**Problem details:**
Retype every entry word for word.

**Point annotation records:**

☆ ☆ ☆ ☆

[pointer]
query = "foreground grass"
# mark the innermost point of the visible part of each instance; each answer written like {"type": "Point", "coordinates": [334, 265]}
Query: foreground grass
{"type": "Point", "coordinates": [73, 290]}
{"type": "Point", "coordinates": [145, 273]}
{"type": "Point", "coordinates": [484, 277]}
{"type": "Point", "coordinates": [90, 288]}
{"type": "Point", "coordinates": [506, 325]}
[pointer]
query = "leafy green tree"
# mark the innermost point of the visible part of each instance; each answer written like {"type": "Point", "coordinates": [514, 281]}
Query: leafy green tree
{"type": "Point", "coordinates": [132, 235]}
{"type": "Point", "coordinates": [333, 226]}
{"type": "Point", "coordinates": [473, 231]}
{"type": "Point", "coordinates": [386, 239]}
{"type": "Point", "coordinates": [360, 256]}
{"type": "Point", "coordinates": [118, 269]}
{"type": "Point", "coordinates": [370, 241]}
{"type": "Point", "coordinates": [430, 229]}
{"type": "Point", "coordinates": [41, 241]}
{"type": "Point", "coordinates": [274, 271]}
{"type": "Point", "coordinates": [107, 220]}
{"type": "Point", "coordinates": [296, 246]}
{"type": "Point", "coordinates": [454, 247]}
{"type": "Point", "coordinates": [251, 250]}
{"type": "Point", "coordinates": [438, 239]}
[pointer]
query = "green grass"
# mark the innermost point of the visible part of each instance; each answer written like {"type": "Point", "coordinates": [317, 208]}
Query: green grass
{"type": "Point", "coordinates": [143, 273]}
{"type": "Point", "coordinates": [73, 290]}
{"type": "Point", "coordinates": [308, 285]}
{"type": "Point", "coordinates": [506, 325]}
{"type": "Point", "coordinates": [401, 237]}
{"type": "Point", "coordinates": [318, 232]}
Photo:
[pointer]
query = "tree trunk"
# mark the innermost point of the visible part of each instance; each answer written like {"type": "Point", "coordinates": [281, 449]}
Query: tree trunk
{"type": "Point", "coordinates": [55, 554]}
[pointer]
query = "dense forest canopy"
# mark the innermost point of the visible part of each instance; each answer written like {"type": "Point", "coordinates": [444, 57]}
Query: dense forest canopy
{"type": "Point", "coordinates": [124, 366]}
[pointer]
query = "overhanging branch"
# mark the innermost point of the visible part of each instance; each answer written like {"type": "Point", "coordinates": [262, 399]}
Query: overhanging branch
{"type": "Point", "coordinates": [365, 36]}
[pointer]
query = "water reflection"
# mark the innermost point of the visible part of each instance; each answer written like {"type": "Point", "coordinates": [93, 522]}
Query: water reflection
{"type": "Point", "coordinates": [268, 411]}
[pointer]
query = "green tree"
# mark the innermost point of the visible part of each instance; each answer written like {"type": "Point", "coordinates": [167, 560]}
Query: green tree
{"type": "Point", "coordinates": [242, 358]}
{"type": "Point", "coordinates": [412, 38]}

☆ ☆ ☆ ☆

**Exercise answer:**
[pointer]
query = "foreground grass"
# mark the innermost point of the visible part of each instance; each answer written like {"type": "Point", "coordinates": [334, 265]}
Query: foreground grass
{"type": "Point", "coordinates": [73, 290]}
{"type": "Point", "coordinates": [145, 273]}
{"type": "Point", "coordinates": [484, 277]}
{"type": "Point", "coordinates": [90, 288]}
{"type": "Point", "coordinates": [506, 325]}
[pointer]
query = "leafy green tree"
# mark the innermost point of the visible part of each instance; each answer written like {"type": "Point", "coordinates": [514, 281]}
Query: leafy green tree
{"type": "Point", "coordinates": [132, 235]}
{"type": "Point", "coordinates": [333, 226]}
{"type": "Point", "coordinates": [473, 231]}
{"type": "Point", "coordinates": [386, 239]}
{"type": "Point", "coordinates": [360, 256]}
{"type": "Point", "coordinates": [118, 269]}
{"type": "Point", "coordinates": [370, 241]}
{"type": "Point", "coordinates": [430, 229]}
{"type": "Point", "coordinates": [41, 241]}
{"type": "Point", "coordinates": [274, 271]}
{"type": "Point", "coordinates": [107, 220]}
{"type": "Point", "coordinates": [296, 246]}
{"type": "Point", "coordinates": [454, 247]}
{"type": "Point", "coordinates": [251, 250]}
{"type": "Point", "coordinates": [438, 239]}
[pointer]
query = "green grass"
# mark the innermost point of the visible part of each instance; each answer written like {"type": "Point", "coordinates": [317, 208]}
Query: green grass
{"type": "Point", "coordinates": [143, 273]}
{"type": "Point", "coordinates": [73, 290]}
{"type": "Point", "coordinates": [308, 285]}
{"type": "Point", "coordinates": [506, 325]}
{"type": "Point", "coordinates": [401, 237]}
{"type": "Point", "coordinates": [318, 232]}
Photo:
[pointer]
query = "tree trunk"
# mark the innermost point of the visible part of each instance; each answer written like {"type": "Point", "coordinates": [281, 449]}
Query: tree trunk
{"type": "Point", "coordinates": [55, 554]}
[pointer]
query = "dense forest canopy"
# mark the innermost point of the visible part of each instance; each answer written like {"type": "Point", "coordinates": [444, 57]}
Query: dense forest canopy
{"type": "Point", "coordinates": [124, 366]}
[pointer]
query = "overhanging branch"
# mark the innermost point of the visible part of each instance; each answer written like {"type": "Point", "coordinates": [262, 399]}
Query: overhanging branch
{"type": "Point", "coordinates": [365, 36]}
[pointer]
query = "water reflection"
# mark the innermost point of the visible part of each instance; each answer written like {"type": "Point", "coordinates": [93, 522]}
Query: water reflection
{"type": "Point", "coordinates": [268, 411]}
[pointer]
query = "green tree"
# mark the innermost point of the visible part of each instance; each answer written like {"type": "Point", "coordinates": [167, 560]}
Query: green tree
{"type": "Point", "coordinates": [242, 358]}
{"type": "Point", "coordinates": [412, 38]}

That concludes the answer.